>> Begin Data shown

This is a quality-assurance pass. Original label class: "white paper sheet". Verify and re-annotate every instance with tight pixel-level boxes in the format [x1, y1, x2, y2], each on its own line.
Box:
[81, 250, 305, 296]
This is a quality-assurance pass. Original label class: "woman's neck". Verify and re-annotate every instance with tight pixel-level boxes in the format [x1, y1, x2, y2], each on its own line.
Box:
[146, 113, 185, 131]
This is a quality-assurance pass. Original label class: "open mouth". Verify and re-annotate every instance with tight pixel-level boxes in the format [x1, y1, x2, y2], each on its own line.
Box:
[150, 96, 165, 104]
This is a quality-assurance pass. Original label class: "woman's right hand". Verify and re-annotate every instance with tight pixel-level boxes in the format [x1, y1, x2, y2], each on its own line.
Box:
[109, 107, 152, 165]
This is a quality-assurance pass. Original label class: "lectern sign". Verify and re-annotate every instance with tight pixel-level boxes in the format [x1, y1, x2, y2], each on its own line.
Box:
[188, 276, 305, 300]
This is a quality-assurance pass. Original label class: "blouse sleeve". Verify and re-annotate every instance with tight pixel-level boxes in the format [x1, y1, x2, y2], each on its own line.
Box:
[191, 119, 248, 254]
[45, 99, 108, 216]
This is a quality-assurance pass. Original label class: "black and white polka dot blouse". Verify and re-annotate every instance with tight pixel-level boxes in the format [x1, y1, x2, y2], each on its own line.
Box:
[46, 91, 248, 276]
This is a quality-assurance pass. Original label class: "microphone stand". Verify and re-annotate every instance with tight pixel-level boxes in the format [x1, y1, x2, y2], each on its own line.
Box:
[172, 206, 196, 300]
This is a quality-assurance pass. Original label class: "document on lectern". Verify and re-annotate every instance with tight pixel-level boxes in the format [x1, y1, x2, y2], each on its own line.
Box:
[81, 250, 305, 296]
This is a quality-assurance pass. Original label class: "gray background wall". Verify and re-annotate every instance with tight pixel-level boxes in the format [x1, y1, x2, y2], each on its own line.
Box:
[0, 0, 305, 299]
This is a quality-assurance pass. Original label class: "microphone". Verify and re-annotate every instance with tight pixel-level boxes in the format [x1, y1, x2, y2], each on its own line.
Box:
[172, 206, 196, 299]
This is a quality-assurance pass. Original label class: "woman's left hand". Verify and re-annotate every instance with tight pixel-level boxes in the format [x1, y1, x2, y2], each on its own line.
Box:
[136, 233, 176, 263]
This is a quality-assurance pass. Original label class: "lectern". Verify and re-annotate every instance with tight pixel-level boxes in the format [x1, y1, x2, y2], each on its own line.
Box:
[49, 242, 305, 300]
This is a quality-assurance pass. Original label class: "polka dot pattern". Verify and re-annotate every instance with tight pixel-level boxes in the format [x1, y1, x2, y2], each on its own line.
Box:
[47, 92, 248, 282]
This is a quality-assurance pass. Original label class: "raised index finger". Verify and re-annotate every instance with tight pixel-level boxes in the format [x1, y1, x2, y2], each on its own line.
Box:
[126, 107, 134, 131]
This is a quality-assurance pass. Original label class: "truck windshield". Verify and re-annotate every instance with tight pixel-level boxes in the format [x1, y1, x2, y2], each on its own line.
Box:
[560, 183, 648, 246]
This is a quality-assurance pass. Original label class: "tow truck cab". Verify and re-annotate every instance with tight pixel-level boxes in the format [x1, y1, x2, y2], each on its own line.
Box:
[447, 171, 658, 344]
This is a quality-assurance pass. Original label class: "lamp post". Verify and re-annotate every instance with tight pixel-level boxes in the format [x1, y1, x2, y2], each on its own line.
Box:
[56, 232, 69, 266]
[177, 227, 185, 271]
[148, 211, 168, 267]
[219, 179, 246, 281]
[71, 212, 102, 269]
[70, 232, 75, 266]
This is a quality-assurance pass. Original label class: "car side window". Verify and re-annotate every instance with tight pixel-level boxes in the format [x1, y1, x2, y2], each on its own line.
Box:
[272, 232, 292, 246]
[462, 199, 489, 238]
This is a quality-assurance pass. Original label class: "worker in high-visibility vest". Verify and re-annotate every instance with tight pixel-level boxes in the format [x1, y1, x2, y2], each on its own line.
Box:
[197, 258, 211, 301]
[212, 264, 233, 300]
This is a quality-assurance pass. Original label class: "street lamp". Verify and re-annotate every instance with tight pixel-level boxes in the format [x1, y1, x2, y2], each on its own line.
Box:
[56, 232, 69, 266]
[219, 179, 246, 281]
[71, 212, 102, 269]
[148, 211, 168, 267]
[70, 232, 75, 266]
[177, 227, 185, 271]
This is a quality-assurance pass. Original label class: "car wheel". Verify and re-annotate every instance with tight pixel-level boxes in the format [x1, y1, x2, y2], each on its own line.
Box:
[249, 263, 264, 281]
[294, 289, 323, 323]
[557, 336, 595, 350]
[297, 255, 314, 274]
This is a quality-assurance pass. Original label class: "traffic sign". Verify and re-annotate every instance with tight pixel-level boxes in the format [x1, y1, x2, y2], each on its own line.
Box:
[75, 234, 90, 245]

>> End Data shown

Exercise task:
Reproduce every entry above verbatim, line for line, without altering any character.

Answer below:
This is a quality-assurance pass. Original label class: "white paper sheet". Verify and re-annotate every instance with tight pixel-level boxes in the format [x1, y1, x2, y2], each on its own line.
Box:
[81, 250, 305, 296]
This is a quality-assurance pass. Original label class: "woman's neck". Verify and re-annotate every instance with tight pixel-level boxes in the format [x1, y1, x2, y2], each on its own line.
Box:
[146, 113, 185, 131]
This is a quality-assurance pass. Original label class: "open mouth". Verify and re-annotate every instance with tight pixel-level boxes in the format [x1, y1, x2, y2], each on its own line.
Box:
[150, 96, 165, 104]
This is a quality-assurance pass. Original label class: "woman's right hand". Verify and re-annotate every instance with tight pixel-level boxes in the format [x1, y1, x2, y2], each on its own line.
Box:
[109, 107, 152, 165]
This is a quality-assurance pass. Original label class: "lectern sign". Verify and re-annotate every instance with tight pixel-level boxes in the format [x1, y1, x2, y2], each on its own line.
Box:
[188, 276, 305, 300]
This is a quality-assurance pass. Original label class: "blouse sleeve". Verify and re-annotate every instance with tight pixel-level boxes in the format [x1, y1, x2, y2], each on its own line.
Box:
[191, 119, 248, 254]
[45, 99, 108, 216]
This is a quality-assurance pass. Original label class: "black and white polka dot blouse". Verify and re-annotate every instance with tight pixel-level boxes in the format [x1, y1, x2, y2], each on its own line.
Box:
[46, 91, 248, 276]
This is a quality-assurance pass. Original label class: "microphone stand". Verify and re-annotate every instance with tight pixel-level boxes in the format [x1, y1, x2, y2], each on its own line.
Box:
[172, 206, 196, 300]
This is a quality-assurance pass. Original label class: "document on lectern". Verify and re-annotate every instance with tight pixel-level boxes in the format [x1, y1, x2, y2], each on its own line.
Box:
[81, 250, 305, 296]
This is a quality-assurance pass. Original label class: "gray background wall". Verify and re-annotate every instance with tight pixel-level boxes in the format [x1, y1, x2, y2], each on its own line.
Box:
[0, 0, 305, 299]
This is a quality-assurance pass. Original label class: "microphone". Verify and re-annotate every instance with tight pixel-level boxes in the format [x1, y1, x2, y2], each on its own line.
Box:
[172, 206, 196, 299]
This is a quality-assurance pass. Original label class: "woman's left hand". Verify and re-annotate every instance with tight pixel-level boxes in the format [x1, y1, x2, y2], each on its own line.
Box:
[136, 233, 176, 263]
This is a quality-assurance pass. Original label class: "lectern". Verify and re-annotate every instance with tight pixel-level boxes in the format [x1, y1, x2, y2], each on its own line.
Box:
[49, 242, 305, 300]
This is a quality-assurance pass. Original label class: "polka dot pattern". Verify and re-annotate every instance with tight pixel-level boxes in the format [x1, y1, x2, y2], each on its own line.
Box:
[47, 92, 248, 282]
This is a quality-assurance pass. Original label class: "raised index finger". Verify and re-annotate every instance with tight pixel-level boxes in the format [x1, y1, x2, y2], each on its own line.
Box:
[126, 107, 134, 131]
This is a quality-assurance pass. Original label class: "truck windshield". Verify and re-annotate every instance with tight pixel-level boxes in the format [x1, y1, x2, y2], each on its own line.
Box:
[560, 183, 648, 246]
This is a quality-assurance pass. Original label class: "tow truck cab". Verify and re-annotate every instance with tight pixel-level boxes in the format [x1, y1, x2, y2], each on its own line.
Box:
[447, 171, 658, 344]
This is a quality-assurance pass. Original label class: "lamp post". Verify and re-annotate every instance with tight pixel-level boxes in the format [x1, y1, x2, y2], each on its own line.
Box:
[56, 232, 69, 266]
[177, 227, 185, 271]
[148, 211, 168, 267]
[219, 179, 246, 281]
[71, 212, 102, 269]
[70, 232, 75, 266]
This is a quality-assurance pass. Original label class: "car side window". Verify and re-annotate every instance with tight pixel-level boxes in the format [x1, y1, x2, y2], each on its own line.
Box:
[272, 232, 292, 246]
[462, 199, 489, 238]
This is a quality-assurance pass. Original label class: "worker in high-visibility vest". Verify and re-annotate every instance with tight pixel-level boxes in the format [x1, y1, x2, y2], each on its own line.
Box:
[197, 258, 211, 301]
[212, 264, 233, 300]
This is a quality-assurance pass. Original label class: "street lamp". Verify and re-annotate every instance with tight pixel-level boxes in the format [x1, y1, x2, y2], each on its own line.
Box:
[56, 232, 69, 266]
[219, 179, 246, 281]
[71, 212, 102, 269]
[148, 211, 168, 267]
[70, 232, 75, 266]
[177, 227, 185, 271]
This is a quality-assurance pass. Original label class: "car wheel". Verify and re-annotate every instance with tight pixel-level boxes in the format [x1, y1, x2, y2], each on its own line.
Box:
[249, 263, 264, 281]
[294, 289, 323, 323]
[557, 336, 595, 350]
[297, 255, 314, 274]
This is a quality-assurance pass. Original label class: "traffic sign". Verify and re-annotate every instance with tight pixel-level boxes in the format [x1, y1, x2, y2], each on its own line.
Box:
[75, 234, 90, 245]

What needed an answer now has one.